Dataset records:

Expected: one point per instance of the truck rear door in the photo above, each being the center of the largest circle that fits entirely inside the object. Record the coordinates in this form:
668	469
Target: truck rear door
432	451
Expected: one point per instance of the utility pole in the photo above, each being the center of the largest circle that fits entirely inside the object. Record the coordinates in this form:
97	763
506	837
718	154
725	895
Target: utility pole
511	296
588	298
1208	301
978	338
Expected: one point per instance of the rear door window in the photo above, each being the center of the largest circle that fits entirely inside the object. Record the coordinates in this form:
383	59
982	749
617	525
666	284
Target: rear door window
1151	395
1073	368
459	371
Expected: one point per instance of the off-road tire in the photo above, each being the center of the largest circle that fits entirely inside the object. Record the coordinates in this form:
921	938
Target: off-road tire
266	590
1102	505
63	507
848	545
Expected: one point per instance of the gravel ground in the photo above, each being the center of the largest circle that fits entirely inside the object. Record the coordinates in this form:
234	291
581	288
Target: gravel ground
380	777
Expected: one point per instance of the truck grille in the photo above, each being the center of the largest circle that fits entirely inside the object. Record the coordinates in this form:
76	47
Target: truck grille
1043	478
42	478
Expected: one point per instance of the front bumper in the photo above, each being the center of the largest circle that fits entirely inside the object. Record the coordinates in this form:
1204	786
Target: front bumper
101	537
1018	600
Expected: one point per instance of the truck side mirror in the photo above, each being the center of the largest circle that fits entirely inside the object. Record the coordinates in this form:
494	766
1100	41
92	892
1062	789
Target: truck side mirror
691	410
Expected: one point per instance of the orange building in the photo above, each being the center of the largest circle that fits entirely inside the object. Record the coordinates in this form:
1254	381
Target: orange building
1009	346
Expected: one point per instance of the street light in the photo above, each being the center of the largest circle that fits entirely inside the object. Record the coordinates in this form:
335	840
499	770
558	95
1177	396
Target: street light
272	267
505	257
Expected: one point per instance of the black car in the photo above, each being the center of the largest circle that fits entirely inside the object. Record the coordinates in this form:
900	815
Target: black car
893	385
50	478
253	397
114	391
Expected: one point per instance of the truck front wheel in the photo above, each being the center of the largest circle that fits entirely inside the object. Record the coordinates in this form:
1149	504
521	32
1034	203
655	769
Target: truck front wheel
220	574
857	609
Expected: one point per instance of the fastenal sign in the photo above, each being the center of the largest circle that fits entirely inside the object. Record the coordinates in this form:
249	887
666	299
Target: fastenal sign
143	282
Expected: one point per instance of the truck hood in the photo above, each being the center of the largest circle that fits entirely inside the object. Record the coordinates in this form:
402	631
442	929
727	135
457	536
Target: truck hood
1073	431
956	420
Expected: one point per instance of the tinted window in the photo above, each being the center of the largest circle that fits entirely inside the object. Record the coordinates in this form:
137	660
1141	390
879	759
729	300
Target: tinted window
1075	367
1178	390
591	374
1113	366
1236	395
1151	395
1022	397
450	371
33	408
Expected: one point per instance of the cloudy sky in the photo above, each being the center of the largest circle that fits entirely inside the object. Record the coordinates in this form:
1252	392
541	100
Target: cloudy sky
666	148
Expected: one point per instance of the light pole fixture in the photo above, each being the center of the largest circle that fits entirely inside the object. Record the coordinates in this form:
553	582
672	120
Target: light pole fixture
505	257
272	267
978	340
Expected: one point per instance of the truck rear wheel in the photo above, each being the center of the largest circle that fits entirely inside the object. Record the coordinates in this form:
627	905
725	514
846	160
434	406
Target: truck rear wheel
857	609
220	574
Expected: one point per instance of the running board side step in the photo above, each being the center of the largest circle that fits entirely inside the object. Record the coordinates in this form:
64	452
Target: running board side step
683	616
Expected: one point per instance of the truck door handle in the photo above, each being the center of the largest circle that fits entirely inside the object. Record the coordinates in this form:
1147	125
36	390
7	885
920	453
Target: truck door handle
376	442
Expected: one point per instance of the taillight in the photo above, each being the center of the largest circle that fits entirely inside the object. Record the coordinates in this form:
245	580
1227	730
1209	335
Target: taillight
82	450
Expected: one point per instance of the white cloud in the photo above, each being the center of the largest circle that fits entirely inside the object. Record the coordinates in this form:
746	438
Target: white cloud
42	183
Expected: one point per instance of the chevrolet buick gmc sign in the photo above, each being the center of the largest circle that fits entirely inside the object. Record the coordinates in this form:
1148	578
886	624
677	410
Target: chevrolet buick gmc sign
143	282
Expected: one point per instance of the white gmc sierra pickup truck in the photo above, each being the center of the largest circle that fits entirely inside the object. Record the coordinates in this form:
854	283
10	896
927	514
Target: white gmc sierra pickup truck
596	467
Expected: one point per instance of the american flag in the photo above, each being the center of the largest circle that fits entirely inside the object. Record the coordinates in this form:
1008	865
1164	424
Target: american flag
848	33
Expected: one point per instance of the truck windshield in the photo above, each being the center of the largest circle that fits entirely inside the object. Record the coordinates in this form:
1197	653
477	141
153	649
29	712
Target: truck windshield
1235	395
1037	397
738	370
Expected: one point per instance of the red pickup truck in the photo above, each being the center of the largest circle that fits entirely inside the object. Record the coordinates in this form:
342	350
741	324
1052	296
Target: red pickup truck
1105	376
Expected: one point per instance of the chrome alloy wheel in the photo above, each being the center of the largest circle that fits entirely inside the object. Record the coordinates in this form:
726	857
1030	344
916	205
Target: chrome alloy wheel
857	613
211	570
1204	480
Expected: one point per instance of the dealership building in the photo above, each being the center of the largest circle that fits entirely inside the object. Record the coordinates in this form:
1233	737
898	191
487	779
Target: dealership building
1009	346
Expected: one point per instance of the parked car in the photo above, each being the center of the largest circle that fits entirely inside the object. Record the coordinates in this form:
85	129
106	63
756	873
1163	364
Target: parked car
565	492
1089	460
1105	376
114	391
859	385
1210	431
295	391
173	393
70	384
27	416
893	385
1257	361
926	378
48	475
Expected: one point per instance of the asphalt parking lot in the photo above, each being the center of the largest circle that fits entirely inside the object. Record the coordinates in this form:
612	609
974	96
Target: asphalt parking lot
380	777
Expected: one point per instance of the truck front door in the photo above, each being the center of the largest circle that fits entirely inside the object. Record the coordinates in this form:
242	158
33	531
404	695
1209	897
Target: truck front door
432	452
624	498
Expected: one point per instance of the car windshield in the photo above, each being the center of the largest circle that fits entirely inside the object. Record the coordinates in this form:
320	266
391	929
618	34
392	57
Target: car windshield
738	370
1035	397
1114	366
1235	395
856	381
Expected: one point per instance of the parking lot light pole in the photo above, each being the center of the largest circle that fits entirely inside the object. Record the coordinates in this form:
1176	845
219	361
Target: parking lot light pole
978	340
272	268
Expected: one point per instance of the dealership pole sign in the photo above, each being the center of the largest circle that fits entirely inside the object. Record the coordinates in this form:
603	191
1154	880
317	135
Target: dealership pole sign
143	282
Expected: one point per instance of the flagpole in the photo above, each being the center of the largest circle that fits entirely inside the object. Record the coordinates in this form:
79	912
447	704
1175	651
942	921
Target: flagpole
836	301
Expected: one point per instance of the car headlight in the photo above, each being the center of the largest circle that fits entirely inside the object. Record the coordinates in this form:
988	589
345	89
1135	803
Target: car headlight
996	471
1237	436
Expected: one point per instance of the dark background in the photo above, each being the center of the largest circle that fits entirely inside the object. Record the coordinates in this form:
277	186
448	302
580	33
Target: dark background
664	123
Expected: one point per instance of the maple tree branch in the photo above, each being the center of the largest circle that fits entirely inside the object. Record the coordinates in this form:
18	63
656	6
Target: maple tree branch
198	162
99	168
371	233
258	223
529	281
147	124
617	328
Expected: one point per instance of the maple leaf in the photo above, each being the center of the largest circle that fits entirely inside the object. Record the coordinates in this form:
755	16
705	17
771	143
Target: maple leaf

What you are asked to do: Please convert all of the material above into a Markdown table with two columns, Row and Line, giving each line its own numbered row and leaving out any blank lines.

Result of this exercise:
| Row | Line |
|---|---|
| 1 | Expected: one point per instance of the truck rear door in the photo above, each being the center of the largest circle that fits entirely inside the object. Record the coordinates in this form: |
| 2 | 668	469 |
| 3 | Target: truck rear door |
| 4 | 432	451 |
| 5 | Expected: one point per instance of the utility pole in the photo above, each being the center of the largest circle that fits entirely inside the object. Record the coordinates in this form: |
| 6 | 97	763 |
| 7 | 506	837 |
| 8 | 718	154 |
| 9 | 725	895 |
| 10 | Target: utility pole |
| 11 | 511	296 |
| 12 | 588	298 |
| 13 | 1208	301 |
| 14 | 978	338 |
| 15 | Expected: one point per instance of the rear door window in the photo above, each being the center of the largest circle that fits entirely inside the object. Record the coordinates in this form: |
| 16 | 383	59 |
| 17 | 982	749 |
| 18 | 617	525 |
| 19 | 666	284 |
| 20 | Target: rear door window |
| 21 | 1151	395 |
| 22 | 1073	368 |
| 23 | 459	371 |
| 24 | Expected: one point per instance of the off-road tire in the photo above, each being the center of the largest circle that fits entirely inside the object. Record the coordinates in this form: |
| 25 | 921	938 |
| 26 | Target: off-road tire |
| 27 | 266	590 |
| 28 | 1102	505 |
| 29 | 63	507 |
| 30 | 848	545 |
| 31 | Expected: one point per instance of the gravel ground in the photo above, each being the center of the largest circle that fits entirely inside the object. Record the coordinates in this form: |
| 32 | 234	291 |
| 33 | 581	288 |
| 34 | Target: gravel ground |
| 35 | 380	777 |
| 36 | Expected: one point per instance of the truck grille in the photo above, each being the center of the largest circle that fits entirely inside the object. Record the coordinates in this form: |
| 37 | 76	47 |
| 38 | Target: truck grille |
| 39 | 1043	478 |
| 40 | 42	478 |
| 41 | Expected: one point per instance of the front bumper in the photo above, each being the center of the largest circle that fits entirely inside the object. Record the coordinates in this form: |
| 42 | 1204	786 |
| 43 | Target: front bumper |
| 44 | 101	537 |
| 45 | 1018	600 |
| 46 | Expected: one point per instance of the truck side mirror in the photo above, each being the center of the largest circle that fits entirely inside the object. Record the coordinates in this form: |
| 47 | 494	766 |
| 48 | 1100	41 |
| 49 | 92	892 |
| 50 | 1062	789 |
| 51 | Target: truck side mirror |
| 52 | 691	410 |
| 53 | Expected: one point per instance of the orange building in the photo above, each being the center of the largest circle that fits entirely inside the object. Record the coordinates in this form: |
| 54 | 1254	381 |
| 55 | Target: orange building |
| 56 | 1009	346 |
| 57 | Expected: one point per instance of the street light in the photo above, each being the center of the largest circle that fits entirely inside the object. Record the coordinates in this form: |
| 58 | 335	840 |
| 59 | 499	770 |
| 60 | 558	95 |
| 61 | 1177	396 |
| 62 | Target: street light |
| 63 | 272	267 |
| 64 | 505	257 |
| 65 | Expected: one point per instance of the black car in the photo above, each being the center of the largest circle that fits entirely inside the object. Record the coordinates in this form: |
| 66 | 900	815 |
| 67 | Target: black car |
| 68 | 893	385 |
| 69 | 50	478 |
| 70 | 253	397 |
| 71 | 114	391 |
| 72 | Expected: one point per instance of the truck front wheel in the photo above, each being the center of the largest circle that fits entirely inside the object. Record the coordinates in this form: |
| 73 | 1149	504 |
| 74 | 521	32 |
| 75 | 1034	203 |
| 76 | 655	769 |
| 77 | Target: truck front wheel |
| 78 | 220	574 |
| 79 | 857	609 |
| 80 | Expected: one point per instance of the fastenal sign in the photo above, each being the center of the largest circle that fits entirely inside the object. Record the coordinates in this form: |
| 81 | 249	887 |
| 82 | 666	299 |
| 83 | Target: fastenal sign |
| 84 | 143	282 |
| 85 | Expected: one point per instance of the truck hood in the photo above, each being the center of the largest circle that fits entirely inside the object. Record the coordinates in this form: |
| 86 | 402	631 |
| 87 | 442	929 |
| 88 | 727	135 |
| 89 | 457	536 |
| 90 | Target: truck hood |
| 91 | 1073	431 |
| 92 | 956	420 |
| 93 | Expected: one point per instance of the tinted window in the photo above, each being the center of the largest circle that fits entirely inside the object. Record the coordinates in this form: |
| 94 | 137	660 |
| 95 | 1141	390 |
| 96 | 879	759 |
| 97 | 729	300 |
| 98 | Target: tinted window |
| 99 | 1075	367 |
| 100 | 1178	390 |
| 101 | 591	374 |
| 102 | 1113	366 |
| 103 | 1236	395 |
| 104 | 1151	395 |
| 105 | 1022	397 |
| 106 | 450	371 |
| 107 | 33	408 |
| 108 | Expected: one point per instance of the cloudy sky in the photo above, each being the center of the largest circle that fits entirely inside the object. Record the coordinates in this form: |
| 109 | 1252	392 |
| 110 | 541	100 |
| 111 | Target: cloudy sky |
| 112 | 666	148 |
| 113 | Expected: one point per instance of the light pole fixture in the photo above, each being the center of the largest circle that fits entirely inside the object. Record the coordinates in this form: |
| 114 | 553	582 |
| 115 | 672	120 |
| 116 | Target: light pole fixture |
| 117 | 505	257 |
| 118 | 272	267 |
| 119 | 978	340 |
| 120 | Expected: one point per instance of the truck rear wheel in the photo above, each being the center of the largest circle that fits entirely inside the object. Record the coordinates in this form: |
| 121 | 627	905 |
| 122 | 725	514 |
| 123 | 846	160 |
| 124 | 434	406 |
| 125 | Target: truck rear wheel |
| 126 | 857	609 |
| 127 | 220	574 |
| 128 | Expected: one point per instance of the running board side step in the photo above, each being the center of the largest circle that fits entirely inside the object. Record the coordinates in this form: |
| 129 | 64	452 |
| 130 | Target: running board side step |
| 131 | 683	616 |
| 132 | Expected: one point per instance of the truck door handle in the photo above, each being the center of the largest circle that fits entirely inside the object. Record the coordinates in this form: |
| 133 | 1147	125 |
| 134 | 36	390 |
| 135 | 7	885 |
| 136 | 920	453 |
| 137 | Target: truck door handle |
| 138 | 376	442 |
| 139 | Expected: one point per instance of the taillight in the photo above, each being the center of the largest circle that fits entirely inside the object. Record the coordinates in this form: |
| 140 | 245	580 |
| 141 | 1227	730 |
| 142 | 1209	335 |
| 143 | Target: taillight |
| 144 | 82	450 |
| 145 | Expected: one point per instance of the white cloud in the photo above, each being the center of the largest circle that fits entirely inside the object. Record the coordinates in this form: |
| 146 | 746	438 |
| 147 | Target: white cloud |
| 148 | 42	183 |
| 149 | Expected: one point per instance of the chevrolet buick gmc sign in the photo above, each being the center of the largest circle that fits entirely inside the object. Record the coordinates in this form: |
| 150 | 1148	578 |
| 151 | 886	624 |
| 152 | 677	410 |
| 153 | Target: chevrolet buick gmc sign |
| 154 | 143	282 |
| 155 | Expected: one point per instance of the white gmc sierra pickup truck in the photo above, each being the center of the largest circle that fits entirely inside the object. Record the coordinates in this form: |
| 156 | 854	283 |
| 157 | 10	896 |
| 158 | 927	514 |
| 159 | Target: white gmc sierra pickup truck |
| 160 | 596	467 |
| 161 | Expected: one point per instance of the american flag in the photo above, each being the center of the largest circle that fits entirely inside the object. Record the coordinates in this form: |
| 162 | 1008	865 |
| 163 | 1164	424 |
| 164 | Target: american flag |
| 165 | 848	33 |
| 166 | Expected: one point per instance of the truck windshield in the photo above, each being the center of the largest circle that fits entirely inside the object. Record the coordinates in this form: |
| 167 | 1197	653 |
| 168 | 477	141 |
| 169 | 153	649 |
| 170 | 29	712 |
| 171 | Target: truck windshield |
| 172 | 1235	395 |
| 173 | 1037	397 |
| 174 | 738	370 |
| 175 | Expected: one point per instance of the red pickup truck in the photo above, each being the center of the largest circle that fits entirely inside the object. Record the coordinates in this form: |
| 176 | 342	350 |
| 177 | 741	324 |
| 178 | 1052	296 |
| 179 | Target: red pickup truck |
| 180 | 1105	376 |
| 181 | Expected: one point per instance of the chrome alloy wheel in the photo above, each being the center of the largest circle that fits entirely inside the object. Record the coordinates in this form: |
| 182 | 726	857 |
| 183 | 1030	344 |
| 184 | 916	205 |
| 185 | Target: chrome alloy wheel |
| 186 | 857	613 |
| 187 | 211	570 |
| 188 | 1204	480 |
| 189 | Expected: one point per instance of the dealership building in the photo above, each being the center of the largest circle that fits entirely inside the object. Record the coordinates in this form: |
| 190 | 1233	737 |
| 191 | 898	191 |
| 192 | 487	779 |
| 193 | Target: dealership building |
| 194 | 1009	346 |
| 195 | Expected: one point per instance of the parked car in the photo above, each being the center of the largest circle that fits entirely inside the object. Record the coordinates in this form: |
| 196 | 85	129 |
| 197 | 106	63 |
| 198 | 756	873 |
| 199 | 1163	364 |
| 200 | Target: parked car |
| 201 | 565	492 |
| 202 | 1089	460 |
| 203 | 1105	376 |
| 204 | 114	391 |
| 205 | 859	385 |
| 206 | 1210	431 |
| 207 | 295	391 |
| 208 | 173	393 |
| 209 | 70	384 |
| 210 | 27	416 |
| 211 | 893	385 |
| 212 | 1257	361 |
| 213 | 926	378 |
| 214 | 48	475 |
| 215 | Expected: one point per instance of the asphalt parking lot in the photo above, each being the center of the largest circle that fits entirely inside the object. Record the coordinates in this form: |
| 216 | 612	609 |
| 217 | 974	96 |
| 218 | Target: asphalt parking lot |
| 219 | 380	777 |
| 220 | Expected: one point per instance of the truck front door in the photo above, each being the center of the largest circle that fits entirely inside the object. Record the coordinates in this form: |
| 221 | 242	158 |
| 222 | 33	531 |
| 223 | 404	695 |
| 224 | 1209	897 |
| 225 | Target: truck front door |
| 226 | 432	452 |
| 227 | 624	498 |
| 228 | Expected: one point per instance of the car windshield in the photo above, each being the center of the largest circle that fits entirely inside the object. Record the coordinates in this form: |
| 229 | 320	266 |
| 230 | 391	929 |
| 231 | 618	34 |
| 232 | 392	57 |
| 233 | Target: car windshield |
| 234 | 738	370 |
| 235 | 1035	397 |
| 236 | 1114	366 |
| 237 | 1235	395 |
| 238 | 856	381 |
| 239 | Expected: one point per instance of the parking lot light pole in the photo above, each being the center of the largest circle that fits entirely inside the object. Record the coordinates in this form: |
| 240 | 1176	845 |
| 241 | 219	361 |
| 242 | Target: parking lot light pole |
| 243 | 978	340 |
| 244 | 272	268 |
| 245 | Expected: one point per instance of the dealership pole sign in the photo above, each being the center of the largest circle that fits entirely inside the object. Record the coordinates in this form: |
| 246 | 603	191 |
| 247 | 1154	880 |
| 248 | 317	135 |
| 249 | Target: dealership pole sign |
| 250 | 143	282 |
| 251 | Expected: one point per instance of the flagpole in the photo above, each being the center of the largest circle that fits entirely inside the object. Record the coordinates in this form: |
| 252 | 79	912 |
| 253 | 447	704 |
| 254 | 1175	651 |
| 255 | 942	921 |
| 256 | Target: flagpole |
| 257 | 836	301 |
| 258 | Expected: one point per instance of the car headlight in the photo above, each being the center of the largest circle that fits entirely inside the object. Record the coordinates in this form: |
| 259 | 988	589 |
| 260 | 345	89 |
| 261 | 1135	803 |
| 262 | Target: car headlight |
| 263 | 996	471 |
| 264 | 1237	436 |
| 265 | Expected: one point per instance of the dark background in the photo above, each being the center of the largest circle that fits entirely inside the object. Record the coordinates in this form: |
| 266 | 277	186 |
| 267 | 448	302 |
| 268 | 580	33 |
| 269 | Target: dark background |
| 270 | 664	123 |
| 271 | Expected: one point per instance of the maple tree branch in the photo above, each being the center of the largest circle that fits entirely inside the object. Record the coordinates in this form: |
| 272 | 18	63 |
| 273 | 656	6 |
| 274 | Target: maple tree branch |
| 275 | 198	162 |
| 276 | 99	168 |
| 277 | 371	233 |
| 278 | 258	223 |
| 279 | 529	281 |
| 280 | 147	124 |
| 281 | 617	328 |
| 282 | Expected: one point per instance of the maple leaf in the photo above, each being the center of the largest circle that fits entirely inside the object. Record the coordinates in this form: |
| 283 | 755	16 |
| 284 | 705	17 |
| 285 | 771	143 |
| 286 | Target: maple leaf |